_EXCERTO DO DOCUMENTO_:
════════════════

Por vezes aparecem
filmes que me deixam feliz pelo simples facto de existirem, que a mim me
justificam a existência de cinema. Filmes que me deixam de tal modo feliz, de
tal modo extasiado, que me é extremamente difícil olhar para trás e refletir
sobre eles de modo frio e objetivo sem deixar que o afeto que ainda tenho da
minha visionação do filme contamine a minha perspetiva. Tudo isto para dizer
que Mommy, a quinta e mais recente
obra do jovem prodígio canadiano Xavier Dolan, é um desses filmes, mas que,
apesar de tudo isto, tentarei escrever um pouco sobre o filme.
Tal como as obras
anteriores de Dolan, com a possível exceção de Tom à la Farme, Mommy expõe-se
como um turbilhão de emoções fortes, personagens que parecem ter uma predileção
por gritar em vez de conversar, um estilo visual e auditivo cheio de
exuberância e extravagância estilística, e uma utilização prodigiosa da música,
especialmente de pop songs. Mas
enquanto em obras anteriores, o estilo de Dolan poderia mostrar uma certa
imaturidade estilística ou mesmo uma indulgência na sua ostentação, uma certa
experimentação emocionalmente caótica como em J’ai Tué ma mère ou uma exuberância idiossincrática e operática
como em Laurence Anyways, neste filme
o estilo de Dolan parece sempre estar em perfeita sintonia com a história
humana que Dolan se propõe a retratar e numa simbiótica relação com o próprio
desenvolvimento de personagem que tanto parece ser fulcral para o filme.
Essa história de que
falo desenvolve-se à volta de duas principais figuras, Diane (Anne Dorval)
conhecida como Die, e Steve (Antoine-Olivier Pilon). Uma mãe exuberante, quase white trash, e seu filho, cujo pai
morreu há alguns anos e que sofre de problemas psicológicos e problemáticos
ataques de uma grande agressividade e violência física mesmo contra a sua
adorada mãe, da qual parece, por vezes, doentiamente dependente. Forçados a
estarem juntos na mesma casa depois da expulsão de Steve de uma instituição
onde terá provocado um fogo na cantina, e onde já apresentaria um historial de
semelhantes incidentes violentos. Ambos encontram-se numa situação
economicamente precária, a conviver e a tentar viver com os problemas de Steve,
controlando-os e tentando alcançar uma vida melhor para ambos.

════════════════

_REGISTOS DO EXERCÍCIO_:
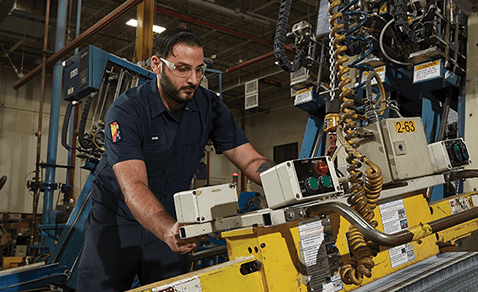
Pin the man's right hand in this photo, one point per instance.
(182, 246)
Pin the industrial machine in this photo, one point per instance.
(92, 79)
(375, 202)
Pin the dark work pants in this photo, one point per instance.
(117, 249)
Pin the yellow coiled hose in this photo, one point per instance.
(364, 195)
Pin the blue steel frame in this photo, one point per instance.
(399, 80)
(62, 266)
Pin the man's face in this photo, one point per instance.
(181, 89)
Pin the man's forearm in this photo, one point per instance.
(149, 211)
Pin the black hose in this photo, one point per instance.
(81, 129)
(279, 41)
(66, 123)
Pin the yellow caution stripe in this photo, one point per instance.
(420, 231)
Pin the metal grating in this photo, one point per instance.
(446, 272)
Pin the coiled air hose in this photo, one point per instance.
(364, 196)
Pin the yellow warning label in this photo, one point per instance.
(405, 127)
(383, 9)
(427, 65)
(303, 90)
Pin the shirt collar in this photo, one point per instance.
(157, 106)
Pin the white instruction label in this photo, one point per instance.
(394, 219)
(303, 96)
(380, 72)
(192, 284)
(314, 254)
(74, 72)
(426, 71)
(458, 205)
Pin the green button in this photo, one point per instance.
(313, 183)
(326, 181)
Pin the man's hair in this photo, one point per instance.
(163, 43)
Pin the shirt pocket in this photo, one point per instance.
(155, 143)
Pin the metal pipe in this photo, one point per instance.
(40, 114)
(50, 185)
(105, 21)
(78, 23)
(444, 116)
(254, 61)
(412, 234)
(213, 26)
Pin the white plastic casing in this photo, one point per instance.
(205, 204)
(282, 188)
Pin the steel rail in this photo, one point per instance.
(414, 233)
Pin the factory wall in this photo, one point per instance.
(19, 112)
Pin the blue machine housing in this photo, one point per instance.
(83, 73)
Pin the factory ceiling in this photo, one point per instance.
(234, 32)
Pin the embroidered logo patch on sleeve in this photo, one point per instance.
(115, 133)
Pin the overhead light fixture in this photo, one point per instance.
(156, 28)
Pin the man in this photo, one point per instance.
(155, 139)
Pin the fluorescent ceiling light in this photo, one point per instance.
(156, 28)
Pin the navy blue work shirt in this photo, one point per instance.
(139, 126)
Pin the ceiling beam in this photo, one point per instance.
(203, 23)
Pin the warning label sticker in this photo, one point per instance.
(426, 71)
(394, 219)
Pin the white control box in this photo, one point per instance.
(300, 180)
(205, 204)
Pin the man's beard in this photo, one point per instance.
(173, 92)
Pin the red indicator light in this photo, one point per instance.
(321, 167)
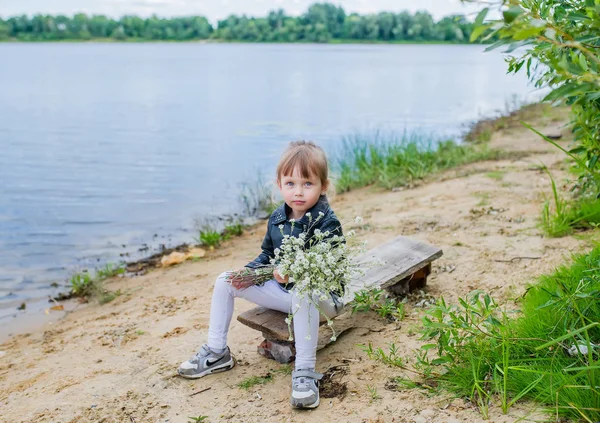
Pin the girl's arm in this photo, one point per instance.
(264, 258)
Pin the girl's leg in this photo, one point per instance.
(306, 327)
(270, 295)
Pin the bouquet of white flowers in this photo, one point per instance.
(316, 262)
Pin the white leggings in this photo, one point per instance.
(271, 295)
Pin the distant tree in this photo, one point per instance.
(322, 22)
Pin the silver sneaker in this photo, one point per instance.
(206, 362)
(305, 388)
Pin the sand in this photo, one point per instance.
(117, 362)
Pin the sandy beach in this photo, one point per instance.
(117, 362)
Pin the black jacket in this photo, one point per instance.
(273, 238)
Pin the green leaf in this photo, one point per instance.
(578, 150)
(512, 13)
(477, 31)
(528, 32)
(568, 90)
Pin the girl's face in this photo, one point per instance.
(300, 194)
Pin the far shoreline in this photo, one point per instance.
(217, 41)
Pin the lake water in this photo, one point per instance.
(107, 147)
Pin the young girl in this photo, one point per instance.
(302, 178)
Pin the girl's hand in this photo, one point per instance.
(240, 281)
(280, 278)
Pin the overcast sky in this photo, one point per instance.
(218, 9)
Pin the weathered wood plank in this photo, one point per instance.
(270, 322)
(403, 257)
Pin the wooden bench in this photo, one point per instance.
(407, 263)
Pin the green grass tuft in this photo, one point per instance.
(490, 354)
(391, 161)
(561, 217)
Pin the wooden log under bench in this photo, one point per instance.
(407, 263)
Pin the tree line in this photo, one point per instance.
(322, 22)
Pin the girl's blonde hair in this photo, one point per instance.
(308, 158)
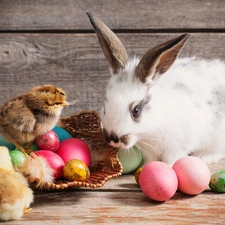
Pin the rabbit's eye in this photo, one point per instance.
(136, 112)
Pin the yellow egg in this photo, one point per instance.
(76, 170)
(137, 174)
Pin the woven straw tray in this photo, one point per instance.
(105, 164)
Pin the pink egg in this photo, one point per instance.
(74, 148)
(193, 175)
(54, 160)
(48, 141)
(158, 181)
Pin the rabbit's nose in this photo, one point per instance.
(112, 137)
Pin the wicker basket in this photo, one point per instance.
(86, 125)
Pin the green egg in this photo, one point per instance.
(130, 159)
(217, 181)
(17, 158)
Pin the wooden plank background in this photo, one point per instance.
(53, 42)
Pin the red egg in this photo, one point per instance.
(193, 175)
(48, 141)
(74, 148)
(158, 181)
(54, 160)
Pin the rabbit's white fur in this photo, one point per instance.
(169, 107)
(185, 114)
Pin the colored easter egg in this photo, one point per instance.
(17, 158)
(54, 160)
(9, 145)
(193, 175)
(74, 148)
(137, 174)
(158, 181)
(48, 141)
(130, 159)
(76, 170)
(62, 133)
(217, 181)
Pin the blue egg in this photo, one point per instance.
(9, 145)
(62, 133)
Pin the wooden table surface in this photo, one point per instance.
(53, 42)
(120, 201)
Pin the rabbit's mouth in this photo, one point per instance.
(115, 140)
(124, 141)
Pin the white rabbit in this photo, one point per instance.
(169, 107)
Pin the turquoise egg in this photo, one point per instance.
(217, 181)
(9, 145)
(62, 133)
(130, 159)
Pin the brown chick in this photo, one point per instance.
(29, 115)
(15, 195)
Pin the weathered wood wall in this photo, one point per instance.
(53, 42)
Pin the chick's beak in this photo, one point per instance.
(65, 103)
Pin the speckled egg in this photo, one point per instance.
(158, 181)
(217, 181)
(193, 175)
(76, 170)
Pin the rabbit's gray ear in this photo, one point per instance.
(158, 60)
(111, 45)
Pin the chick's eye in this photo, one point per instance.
(136, 112)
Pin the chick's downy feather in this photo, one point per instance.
(15, 195)
(29, 115)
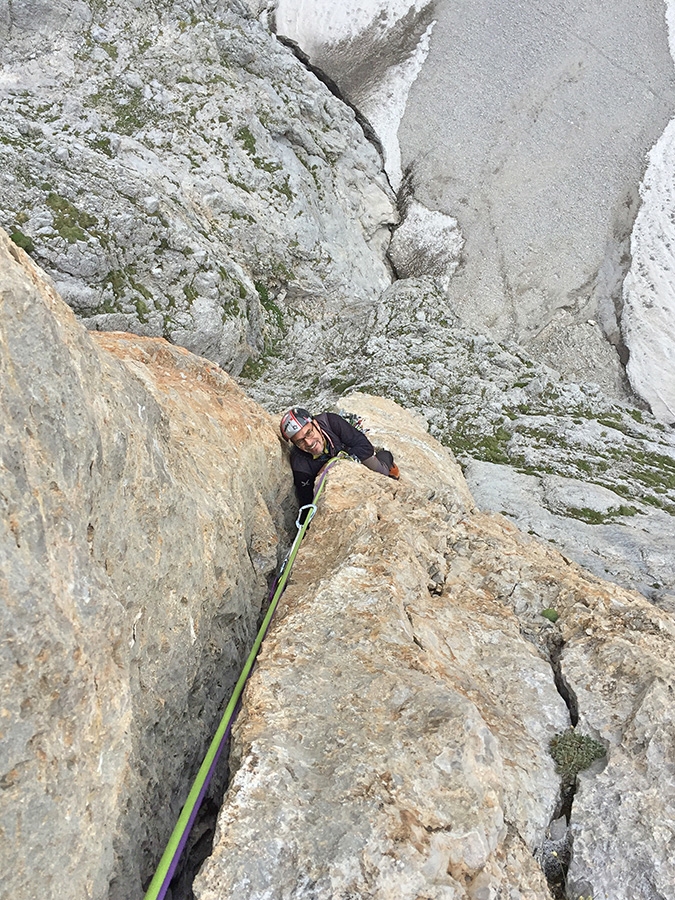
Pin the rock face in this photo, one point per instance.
(142, 498)
(179, 173)
(394, 737)
(527, 126)
(595, 476)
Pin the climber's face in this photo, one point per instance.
(309, 439)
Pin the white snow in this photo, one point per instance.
(317, 23)
(323, 23)
(385, 104)
(648, 319)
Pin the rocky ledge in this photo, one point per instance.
(395, 737)
(142, 499)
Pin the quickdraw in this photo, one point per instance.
(179, 836)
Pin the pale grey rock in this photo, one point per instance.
(356, 775)
(617, 661)
(426, 243)
(623, 821)
(649, 300)
(492, 404)
(526, 125)
(403, 754)
(142, 499)
(632, 550)
(197, 160)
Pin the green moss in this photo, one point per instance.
(141, 309)
(246, 138)
(110, 49)
(102, 144)
(573, 752)
(69, 221)
(22, 240)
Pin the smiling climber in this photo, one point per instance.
(317, 439)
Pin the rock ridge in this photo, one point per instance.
(143, 499)
(394, 739)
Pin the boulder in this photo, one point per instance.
(394, 739)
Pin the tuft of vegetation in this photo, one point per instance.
(69, 221)
(573, 752)
(22, 240)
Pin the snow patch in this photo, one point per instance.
(648, 318)
(427, 243)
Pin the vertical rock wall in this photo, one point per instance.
(395, 735)
(142, 499)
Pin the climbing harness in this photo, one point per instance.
(179, 836)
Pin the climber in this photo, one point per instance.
(316, 439)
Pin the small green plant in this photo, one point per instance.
(573, 752)
(22, 240)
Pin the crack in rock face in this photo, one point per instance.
(394, 740)
(532, 137)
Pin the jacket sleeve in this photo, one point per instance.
(304, 487)
(355, 440)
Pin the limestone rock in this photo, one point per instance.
(179, 173)
(394, 740)
(142, 501)
(514, 424)
(391, 743)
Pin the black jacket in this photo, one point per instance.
(341, 436)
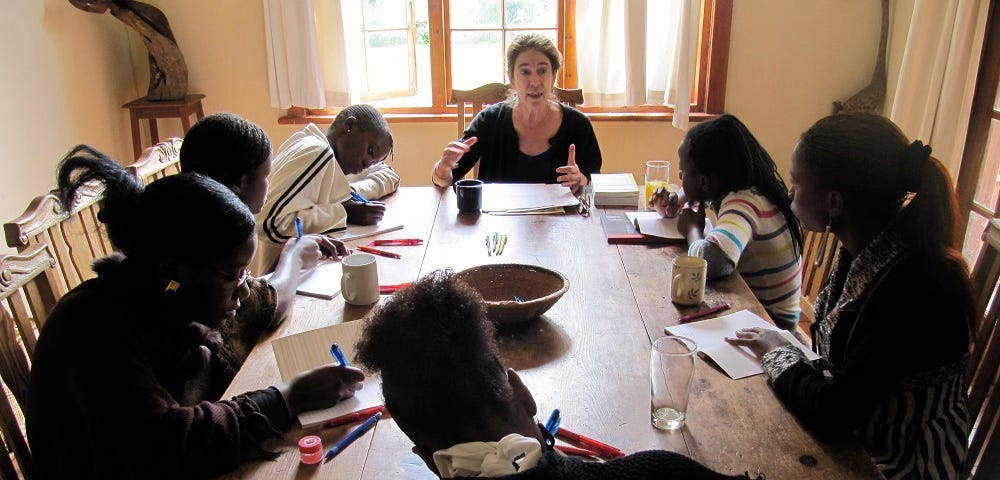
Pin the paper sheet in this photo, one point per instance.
(307, 350)
(737, 362)
(521, 198)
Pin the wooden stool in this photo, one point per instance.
(141, 108)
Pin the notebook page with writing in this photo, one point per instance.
(737, 362)
(307, 350)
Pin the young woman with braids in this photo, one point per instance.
(724, 167)
(124, 383)
(466, 414)
(893, 321)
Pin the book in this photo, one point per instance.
(307, 350)
(615, 189)
(737, 362)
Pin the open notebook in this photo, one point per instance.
(737, 362)
(307, 350)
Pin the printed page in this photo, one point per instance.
(307, 350)
(737, 362)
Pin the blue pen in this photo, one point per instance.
(357, 197)
(351, 437)
(338, 355)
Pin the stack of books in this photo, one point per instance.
(615, 189)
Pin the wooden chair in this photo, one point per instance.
(158, 161)
(983, 461)
(26, 298)
(497, 92)
(813, 276)
(75, 236)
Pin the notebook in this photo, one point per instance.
(737, 362)
(307, 350)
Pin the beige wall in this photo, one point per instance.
(67, 73)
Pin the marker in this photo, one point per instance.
(338, 355)
(356, 416)
(376, 251)
(703, 313)
(357, 197)
(601, 448)
(351, 437)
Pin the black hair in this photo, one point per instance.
(724, 149)
(225, 147)
(433, 343)
(188, 216)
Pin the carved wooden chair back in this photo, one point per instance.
(26, 298)
(814, 276)
(158, 161)
(490, 93)
(75, 235)
(983, 461)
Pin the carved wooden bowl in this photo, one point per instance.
(515, 293)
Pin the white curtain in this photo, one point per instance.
(937, 75)
(636, 52)
(308, 46)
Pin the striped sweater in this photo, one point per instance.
(753, 233)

════════════════

_ENUNCIADO A_: Enumere todos os títulos de filmes de Xavier Dolan referidos no texto sobre Mommy.
_ENUNCIADO B_: Extraia dos registos todas as linhas que contenham a palavra "climber".
O texto e os registos têm origens distintas.

_RESOLUÇÃO A_: Mommy, Tom à la Farme, J’ai Tué ma mère e Laurence Anyways.

_RESOLUÇÃO B_:
Pin the climber's face in this photo, one point per instance.
Pin the smiling climber in this photo, one point per instance.
Pin the climber in this photo, one point per instance.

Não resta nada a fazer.